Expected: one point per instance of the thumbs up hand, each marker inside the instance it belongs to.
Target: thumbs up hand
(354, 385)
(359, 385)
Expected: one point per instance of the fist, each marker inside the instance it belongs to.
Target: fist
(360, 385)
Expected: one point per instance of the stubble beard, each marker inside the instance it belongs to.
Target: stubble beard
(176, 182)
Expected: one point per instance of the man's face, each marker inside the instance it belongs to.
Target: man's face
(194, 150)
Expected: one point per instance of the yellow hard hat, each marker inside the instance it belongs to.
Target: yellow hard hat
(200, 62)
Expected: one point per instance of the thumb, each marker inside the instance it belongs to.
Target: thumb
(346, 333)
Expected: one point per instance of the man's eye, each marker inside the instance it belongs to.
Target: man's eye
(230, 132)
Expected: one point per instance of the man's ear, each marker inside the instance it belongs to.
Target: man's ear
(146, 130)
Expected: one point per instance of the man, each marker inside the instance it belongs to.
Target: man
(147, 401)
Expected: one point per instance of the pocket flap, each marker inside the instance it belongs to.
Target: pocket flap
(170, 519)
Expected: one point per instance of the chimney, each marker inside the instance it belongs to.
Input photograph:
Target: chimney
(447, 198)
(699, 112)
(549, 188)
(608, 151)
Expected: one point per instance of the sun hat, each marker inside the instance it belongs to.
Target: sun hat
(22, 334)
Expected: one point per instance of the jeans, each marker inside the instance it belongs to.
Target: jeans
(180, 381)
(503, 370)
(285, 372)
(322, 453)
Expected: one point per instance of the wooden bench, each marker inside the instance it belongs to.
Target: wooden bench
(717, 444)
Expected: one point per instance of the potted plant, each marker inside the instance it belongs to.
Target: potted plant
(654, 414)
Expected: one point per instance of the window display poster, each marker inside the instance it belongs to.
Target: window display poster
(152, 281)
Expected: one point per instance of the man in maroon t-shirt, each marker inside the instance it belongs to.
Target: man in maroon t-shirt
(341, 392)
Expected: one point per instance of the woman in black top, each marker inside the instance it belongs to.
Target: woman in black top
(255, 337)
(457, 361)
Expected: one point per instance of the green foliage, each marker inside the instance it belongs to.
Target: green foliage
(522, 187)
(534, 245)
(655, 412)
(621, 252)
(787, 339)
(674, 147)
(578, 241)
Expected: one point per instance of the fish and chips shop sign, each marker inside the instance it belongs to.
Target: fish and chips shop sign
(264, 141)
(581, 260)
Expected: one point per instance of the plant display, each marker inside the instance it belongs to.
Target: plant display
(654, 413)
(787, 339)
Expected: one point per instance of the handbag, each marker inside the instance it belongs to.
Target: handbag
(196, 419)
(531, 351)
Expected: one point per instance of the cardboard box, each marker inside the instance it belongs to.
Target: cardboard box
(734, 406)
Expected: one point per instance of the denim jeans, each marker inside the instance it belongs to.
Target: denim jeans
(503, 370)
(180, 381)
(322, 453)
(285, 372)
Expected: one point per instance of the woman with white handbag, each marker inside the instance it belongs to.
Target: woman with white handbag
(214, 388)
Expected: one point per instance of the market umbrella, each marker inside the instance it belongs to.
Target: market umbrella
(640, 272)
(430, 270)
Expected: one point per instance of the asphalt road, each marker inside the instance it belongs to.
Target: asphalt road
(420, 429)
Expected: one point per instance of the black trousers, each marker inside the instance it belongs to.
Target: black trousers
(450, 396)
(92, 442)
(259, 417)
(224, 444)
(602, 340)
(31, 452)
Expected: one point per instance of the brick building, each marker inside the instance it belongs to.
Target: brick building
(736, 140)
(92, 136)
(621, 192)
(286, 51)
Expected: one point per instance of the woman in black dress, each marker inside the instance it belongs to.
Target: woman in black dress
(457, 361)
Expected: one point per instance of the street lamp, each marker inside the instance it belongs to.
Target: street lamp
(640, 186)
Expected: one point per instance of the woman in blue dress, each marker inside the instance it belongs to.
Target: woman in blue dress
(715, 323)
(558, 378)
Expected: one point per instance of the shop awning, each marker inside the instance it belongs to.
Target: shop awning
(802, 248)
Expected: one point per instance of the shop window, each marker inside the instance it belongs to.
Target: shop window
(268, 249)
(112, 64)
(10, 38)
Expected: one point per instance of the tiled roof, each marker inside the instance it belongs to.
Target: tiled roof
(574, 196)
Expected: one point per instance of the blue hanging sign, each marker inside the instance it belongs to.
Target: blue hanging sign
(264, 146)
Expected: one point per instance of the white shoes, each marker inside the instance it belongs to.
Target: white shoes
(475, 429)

※ ※ ※

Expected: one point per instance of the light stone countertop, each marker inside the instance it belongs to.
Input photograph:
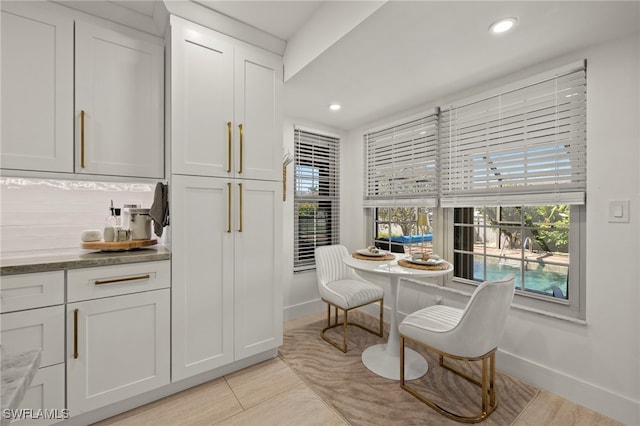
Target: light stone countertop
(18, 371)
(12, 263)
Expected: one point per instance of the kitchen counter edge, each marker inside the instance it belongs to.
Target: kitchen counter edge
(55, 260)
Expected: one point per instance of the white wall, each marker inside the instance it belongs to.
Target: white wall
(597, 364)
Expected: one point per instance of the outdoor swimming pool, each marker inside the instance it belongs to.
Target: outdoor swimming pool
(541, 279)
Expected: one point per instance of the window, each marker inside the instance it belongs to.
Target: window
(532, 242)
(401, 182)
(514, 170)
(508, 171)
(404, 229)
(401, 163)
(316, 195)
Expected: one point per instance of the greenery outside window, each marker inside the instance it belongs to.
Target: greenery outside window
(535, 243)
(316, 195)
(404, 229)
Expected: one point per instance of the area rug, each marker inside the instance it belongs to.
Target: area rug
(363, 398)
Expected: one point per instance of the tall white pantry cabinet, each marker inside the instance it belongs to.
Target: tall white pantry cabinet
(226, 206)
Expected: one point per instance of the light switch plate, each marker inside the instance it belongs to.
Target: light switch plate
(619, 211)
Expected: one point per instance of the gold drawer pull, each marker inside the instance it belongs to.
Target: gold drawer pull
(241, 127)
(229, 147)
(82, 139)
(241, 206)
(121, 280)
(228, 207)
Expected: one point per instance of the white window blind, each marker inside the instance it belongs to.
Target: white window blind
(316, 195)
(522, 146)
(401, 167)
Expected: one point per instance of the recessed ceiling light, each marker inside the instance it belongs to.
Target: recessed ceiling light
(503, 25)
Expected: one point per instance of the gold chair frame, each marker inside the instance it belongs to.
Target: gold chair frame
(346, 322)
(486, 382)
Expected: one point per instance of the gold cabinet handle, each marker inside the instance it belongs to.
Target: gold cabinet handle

※ ※ ※

Task prompt |
Every line above from the line with "Expected: one point per instance of the window display" to the line with "Expected: one point per instance of the brick", both included, must be reproduced exactly, and no other line may appear.

Output of the task |
Expected: one point per instance of the window display poster, each marker inside the instance it belongs to.
Target: window display poster
(152, 281)
Expected: one point per instance of the man in maroon t-shirt, each marker inside the instance it belongs to.
Target: man in maroon t-shirt
(341, 392)
Expected: one point per instance of the woman in black top, each marker inside the instance it belongs to.
Target: woman in black top
(255, 337)
(457, 361)
Expected: one point per instance of the green foliage, each marker inside the instance it belongs to.
Target: green foliage
(522, 187)
(534, 245)
(655, 412)
(621, 252)
(787, 339)
(674, 147)
(578, 241)
Expected: one point per instance of the fish and chips shop sign, each marker inside the instance it belongs to.
Target: fish and chips shop sign
(264, 141)
(581, 260)
Expected: one point per instance of the plant display, each marker inside the instance it belongs to.
Target: plant display
(654, 413)
(787, 339)
Expected: one point per instance of the handbag, each marker inside the instance it belongs to.
Target: handbag
(196, 419)
(531, 351)
Expected: one point per instance of the cardboard box, each marker inside the instance it belongs to.
Target: cardboard box
(734, 406)
Expected: one point per instance of the denim jeans, each marker inside the instance it belongs to.
Target: denim jeans
(503, 370)
(180, 381)
(322, 453)
(285, 372)
Expected: one point per instance of the woman with white handbag, each marker inside the instance it belongs to.
Target: woman with white handbag
(214, 388)
Expected: one point per instance of the market umbrella, each marker inside the instance it belongs to.
Target: market umbrella
(640, 272)
(430, 270)
Expected: one point per instance of the asphalt road, each marker inside the instance it belongs to.
Target: asphalt road
(420, 429)
Expected: one point per instance of the black trousers, each marker inside the instance it belongs to.
Target: black trousers
(450, 396)
(92, 442)
(259, 417)
(224, 444)
(602, 340)
(31, 452)
Expected: one point per instance of the brick building, each marker inside the instance it belongs to.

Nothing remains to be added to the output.